**Action item**
Write the records below out again. Match them exactly.

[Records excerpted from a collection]

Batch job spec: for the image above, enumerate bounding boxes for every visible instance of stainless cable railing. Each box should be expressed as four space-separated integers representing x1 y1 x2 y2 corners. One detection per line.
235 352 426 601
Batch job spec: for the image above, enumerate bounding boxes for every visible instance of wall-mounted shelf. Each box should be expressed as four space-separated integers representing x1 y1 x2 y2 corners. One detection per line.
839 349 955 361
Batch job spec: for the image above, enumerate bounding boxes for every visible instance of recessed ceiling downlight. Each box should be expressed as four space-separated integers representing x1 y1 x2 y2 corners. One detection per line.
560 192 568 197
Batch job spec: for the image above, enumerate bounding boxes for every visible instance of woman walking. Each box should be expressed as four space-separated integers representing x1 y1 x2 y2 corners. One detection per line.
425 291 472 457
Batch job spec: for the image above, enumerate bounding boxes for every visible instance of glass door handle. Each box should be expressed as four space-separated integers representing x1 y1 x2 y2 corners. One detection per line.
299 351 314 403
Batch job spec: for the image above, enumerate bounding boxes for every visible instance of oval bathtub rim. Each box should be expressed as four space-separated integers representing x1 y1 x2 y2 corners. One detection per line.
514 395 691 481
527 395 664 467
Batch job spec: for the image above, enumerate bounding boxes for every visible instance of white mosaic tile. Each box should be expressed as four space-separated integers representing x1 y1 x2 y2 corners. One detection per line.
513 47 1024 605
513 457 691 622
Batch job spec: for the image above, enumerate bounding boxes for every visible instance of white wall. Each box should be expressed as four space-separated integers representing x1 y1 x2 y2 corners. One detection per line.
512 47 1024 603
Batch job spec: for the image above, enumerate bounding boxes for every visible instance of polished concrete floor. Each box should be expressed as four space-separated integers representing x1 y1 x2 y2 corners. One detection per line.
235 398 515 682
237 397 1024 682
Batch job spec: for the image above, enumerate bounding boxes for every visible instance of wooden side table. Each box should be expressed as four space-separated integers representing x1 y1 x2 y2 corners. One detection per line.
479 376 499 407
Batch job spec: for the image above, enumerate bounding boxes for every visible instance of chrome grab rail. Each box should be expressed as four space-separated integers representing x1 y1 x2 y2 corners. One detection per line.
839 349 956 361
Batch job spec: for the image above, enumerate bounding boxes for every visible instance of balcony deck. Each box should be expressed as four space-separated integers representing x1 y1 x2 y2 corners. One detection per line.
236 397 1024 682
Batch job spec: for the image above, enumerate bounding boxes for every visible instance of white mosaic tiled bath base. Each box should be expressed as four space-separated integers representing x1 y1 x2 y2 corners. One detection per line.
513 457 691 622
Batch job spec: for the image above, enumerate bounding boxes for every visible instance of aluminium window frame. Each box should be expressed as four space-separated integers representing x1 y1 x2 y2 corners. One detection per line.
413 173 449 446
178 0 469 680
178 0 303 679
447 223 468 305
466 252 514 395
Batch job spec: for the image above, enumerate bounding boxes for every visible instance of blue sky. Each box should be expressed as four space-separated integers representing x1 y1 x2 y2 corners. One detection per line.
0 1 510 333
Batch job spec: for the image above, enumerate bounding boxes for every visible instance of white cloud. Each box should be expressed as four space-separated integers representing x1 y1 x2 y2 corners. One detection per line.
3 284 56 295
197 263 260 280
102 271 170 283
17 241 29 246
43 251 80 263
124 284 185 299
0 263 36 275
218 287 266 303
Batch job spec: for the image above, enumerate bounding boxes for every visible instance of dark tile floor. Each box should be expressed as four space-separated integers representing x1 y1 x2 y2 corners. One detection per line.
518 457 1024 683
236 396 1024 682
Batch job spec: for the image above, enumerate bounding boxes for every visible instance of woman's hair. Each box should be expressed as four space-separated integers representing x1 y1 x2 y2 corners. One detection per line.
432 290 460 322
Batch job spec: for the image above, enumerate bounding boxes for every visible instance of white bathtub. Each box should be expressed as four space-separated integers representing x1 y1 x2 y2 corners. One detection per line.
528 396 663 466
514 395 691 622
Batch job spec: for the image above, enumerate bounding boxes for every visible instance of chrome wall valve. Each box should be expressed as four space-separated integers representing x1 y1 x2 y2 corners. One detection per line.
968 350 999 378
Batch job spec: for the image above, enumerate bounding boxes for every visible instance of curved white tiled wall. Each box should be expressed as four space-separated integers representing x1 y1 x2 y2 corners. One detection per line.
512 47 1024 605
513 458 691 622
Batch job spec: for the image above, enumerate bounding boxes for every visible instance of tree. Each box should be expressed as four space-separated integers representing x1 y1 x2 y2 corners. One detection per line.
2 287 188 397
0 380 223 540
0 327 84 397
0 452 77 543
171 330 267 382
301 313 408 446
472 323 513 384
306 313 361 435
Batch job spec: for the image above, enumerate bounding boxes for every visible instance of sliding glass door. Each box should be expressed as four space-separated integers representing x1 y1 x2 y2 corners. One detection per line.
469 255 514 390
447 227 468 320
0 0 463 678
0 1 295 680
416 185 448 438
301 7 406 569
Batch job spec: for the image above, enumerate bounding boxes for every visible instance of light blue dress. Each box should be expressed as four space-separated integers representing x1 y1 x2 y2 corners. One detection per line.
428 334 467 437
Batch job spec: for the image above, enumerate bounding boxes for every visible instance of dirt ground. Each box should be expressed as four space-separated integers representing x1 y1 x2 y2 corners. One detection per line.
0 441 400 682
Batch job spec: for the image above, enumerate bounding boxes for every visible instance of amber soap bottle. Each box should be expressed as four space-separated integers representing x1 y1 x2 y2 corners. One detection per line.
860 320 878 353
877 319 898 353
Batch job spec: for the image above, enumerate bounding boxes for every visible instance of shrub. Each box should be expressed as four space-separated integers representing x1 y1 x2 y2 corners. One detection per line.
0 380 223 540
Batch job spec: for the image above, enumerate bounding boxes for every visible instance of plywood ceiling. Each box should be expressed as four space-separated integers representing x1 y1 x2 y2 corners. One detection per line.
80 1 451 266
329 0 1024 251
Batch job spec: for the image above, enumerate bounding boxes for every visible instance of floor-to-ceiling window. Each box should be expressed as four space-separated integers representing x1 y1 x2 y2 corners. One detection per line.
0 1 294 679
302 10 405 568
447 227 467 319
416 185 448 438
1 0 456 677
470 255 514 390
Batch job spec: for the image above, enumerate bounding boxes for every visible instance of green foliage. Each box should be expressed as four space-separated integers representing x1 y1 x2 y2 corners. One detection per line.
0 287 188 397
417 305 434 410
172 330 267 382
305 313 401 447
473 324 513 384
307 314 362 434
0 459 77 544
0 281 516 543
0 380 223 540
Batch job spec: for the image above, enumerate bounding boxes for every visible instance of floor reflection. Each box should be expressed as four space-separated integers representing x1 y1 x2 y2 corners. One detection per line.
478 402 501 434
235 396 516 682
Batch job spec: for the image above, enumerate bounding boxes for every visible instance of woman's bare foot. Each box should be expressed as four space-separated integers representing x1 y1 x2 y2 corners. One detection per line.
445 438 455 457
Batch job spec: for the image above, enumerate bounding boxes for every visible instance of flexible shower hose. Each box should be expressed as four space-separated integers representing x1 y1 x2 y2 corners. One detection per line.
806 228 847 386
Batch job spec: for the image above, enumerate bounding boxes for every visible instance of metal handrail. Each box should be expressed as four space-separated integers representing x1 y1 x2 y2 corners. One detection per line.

**Output**
Batch job spec: for the image above, enumerate bounding boxes for every visible instance of stainless cable railing. Each box should be expressed as four space-separated integers representing x1 y1 x2 y2 corners. One detection per line.
235 352 426 601
Batch job spec: for the image above, enumerate bounding boxes for every visible instance of wall-mounted shelf. Each box should be expressed as four space-separated integers representing x1 y1 x2 y2 corners. One detection per line.
839 349 955 361
Batch job spec: for the image above, enumerate bounding boxes for every visible instance of recessed ceiling downlight. Each box should be expressed as four space-separated integers representing x1 y1 x2 y2 corners. One detection per line.
560 192 568 197
Batch job spec: for the image above, enumerate bounding boxes for every visible instance of woman walking. Each box should be expressed as four space-separated integers representing x1 y1 x2 y2 corners. One detection per line.
425 291 472 457
Batch job spec: for the image above, enumerate bounding boxes for every visible instance of glass door handle. Each box should be expressed as four space-separated integers representing x1 y1 x2 y2 corners. One detection per line.
299 351 314 403
Batch job spec: for the image above, enumerate bounding boxes for every visible instance of oval bathtub rim. Each box should be expressed as four space-separated integers representing x1 y1 x2 y2 corners. One detection per line.
514 395 691 481
527 395 664 467
Batch job spec: for the image above, enumerate bounding boxes for every visible instance of white mosaic tile. Each box should be expressed as four space-separated integers representing x1 y1 x2 y2 corners. One detection per line.
513 47 1024 605
513 457 691 622
Batch job spec: for the image above, enumerate bounding boxes for every visible instance of white wall. Each box should be expressed as four space-separated integers representing x1 y1 x2 y2 corners. One detection per line.
512 47 1024 603
Batch job spec: for the image above, enumerate bounding boxes for every visible instance of polished concrete floor. Each box should be expressed as four space-separated integers representing x1 y1 x2 y2 corners. One detection per line.
235 398 515 682
237 397 1024 682
Batch job spec: for the image above, enumerate bounding boxes for every visible instance of wooden side table. Each box should be expressed as four space-separated integers representing x1 y1 x2 y2 corners. One detection per line.
479 376 499 407
Batch job spec: for the image above, enumerate bounding boxes for every visible instance of chrome grab rail. Each box should be expressed as four space-separated integers representing x1 y1 x2 y2 corners. One detection per line.
839 349 956 361
Batch job spec: for the image above, enumerate bounding boxes for every visible instance of balcony deck. Each box should be expressed as four space-separated integers representing x1 y1 x2 y2 corners. One detection per line.
236 397 1024 682
Batch job spec: for the image above, enumerate bounding boxes for every visible instance of white mosaic tiled bath base. Each box should be expressed as four space-separated integers representing x1 y1 x2 y2 corners. One detection per line.
513 457 691 622
Batch job spec: for the image above, enumerate bounding boxes for every visible instance of aluminium window frame. Each box should be expressed as four space-separated integers representing x1 y1 x2 y2 corners. One detection per line.
413 173 449 446
178 0 469 680
178 0 303 679
447 223 468 305
466 252 514 395
Batch job spec: for the image above, enumerate bounding boxes for every visible instance of blue sky. Each box should be expressed as four space-separated integers representing x1 y1 x2 y2 corners. One detection per line.
0 1 510 333
Batch job spec: for the image above, enumerate bounding boxes for every visible instance of white cloud. Each box should be expressed as four space-separated integers representing x1 y1 x2 y2 corners. One detection per line.
3 284 56 295
197 263 260 280
102 271 170 283
17 241 29 246
43 251 80 263
124 284 185 299
0 263 36 275
218 287 266 303
Batch job spec: for the image above, enumerate bounding boxes for every visible instance of dark tile floor. Each box should be expressed as four space-separated integers representing x1 y1 x2 y2 corners. One detection per line.
518 457 1024 683
236 396 1024 682
Batch job spec: for the image above, enumerate bounding boxes for every visible instance of woman's hair. Each box should be expressed as four space-separated integers representing x1 y1 x2 y2 corners. One detection per line.
432 290 460 322
Batch job spec: for the image above, enumerate bounding boxes for every visible instance of white bathtub. Each box should be expressed as four space-separated integers representing x1 y1 x2 y2 corners. One detection per line.
528 396 663 466
514 395 691 622
Batch job spec: for the image above, enumerate bounding boxes for every visible instance of chrome wall valve. Each box should be expressed as four space-separated integers representing x1 y1 x2 y2 corners. One detection per line.
968 350 999 378
Batch job spec: for the image above, enumerate bounding boxes for every visible instance of curved white tiled wall. Each box should be expressed as four space-separated integers representing x1 y1 x2 y2 corners. One detection per line.
512 47 1024 605
513 458 691 622
Batch job spec: for the image above, enumerate bounding boxes for every visible instance of tree. Each box should be expressed as four space-separated integers representing x1 y1 x2 y2 corners. One detection per line.
2 287 188 397
0 380 223 540
0 327 84 397
0 452 77 543
171 330 267 382
301 313 408 446
472 323 513 384
306 313 361 435
Batch job spec: for the image above, enumerate bounding boxes for every visible instance of sliding glass door. Each box should be expressed as four space-separated integers representing x1 y1 x2 y2 corners. One detection per line.
469 255 514 390
447 227 468 320
0 0 463 678
0 1 295 680
416 185 448 438
301 7 406 569
Batch job spec: for the image above, enumerate bounding boxes for every visible instance of light blue dress. Each box should be expressed as four space-separated integers representing x1 y1 x2 y2 corners. One detection per line.
428 334 467 437
Batch job spec: for the image above, enumerate bounding boxes for every visible instance of dirt ground. Each box should be expressed as four space-separated integers representing x1 y1 x2 y2 corners. One detection per line.
0 441 400 682
Batch job spec: for the image above, enumerate bounding boxes for every visible instance of amber soap bottle. Each box should be expressed as four space-separated integers representing x1 y1 x2 y2 corners. One detection per line.
860 320 878 353
877 319 898 353
Batch job spec: for the image above, enumerate bounding boxes for every visible instance of shrub. Each box should be expressed as four space-separated integers representing x1 y1 x2 y2 corners. One detection per line.
0 380 223 540
Batch job spec: for the image above, enumerate bounding boxes for every visible instance of plywood ceiling. Each box should be expressed as four space-separated integers representing x1 y1 x2 y2 corners. One detection per line.
80 1 451 266
329 0 1024 251
Batch job spec: for the image above, enumerate bounding boxes for every visible instance of floor-to-ceiling window. Each box should be expressed as four space-separated integers representing x1 y1 x2 y2 corners. One detection per line.
0 1 294 679
302 10 405 568
447 227 467 319
416 185 448 438
1 0 456 677
470 255 514 390
Batch job spec: for the image above, enumerate bounding boxes for every visible instance of green foliage. Each box should be expressed as four space-separated integers representing x1 y1 x2 y2 corners. One detection per line.
0 287 188 397
417 305 434 410
172 330 267 382
305 313 401 447
473 324 513 384
307 314 362 434
0 459 77 544
0 281 516 543
0 380 223 540
Batch job spec: for the image above, enumerate bounding boxes for every visible instance of floor reflection. Each box should be expressed as four space-separated integers representing x1 y1 x2 y2 corners. One detection per line.
478 402 501 434
235 396 516 682
Batch job spec: for the image above, enumerate bounding boxes for every visible instance of woman's bare foot. Each box should be expressed as four space-separated integers representing x1 y1 x2 y2 corners. One detection per line.
445 438 455 457
Batch job spec: for the image above, enumerate bounding boxes for every visible instance of flexible shower hose. Each box should be expressed as four space-separated integers representing x1 y1 x2 y2 corners. One detection per line.
806 228 847 386
Batch job spec: for the image above, enumerate bounding boxes for every visible instance of metal handrail. Each box should be expressed as four space-separated integers representing x1 y1 x2 y2 corners. One detection per line.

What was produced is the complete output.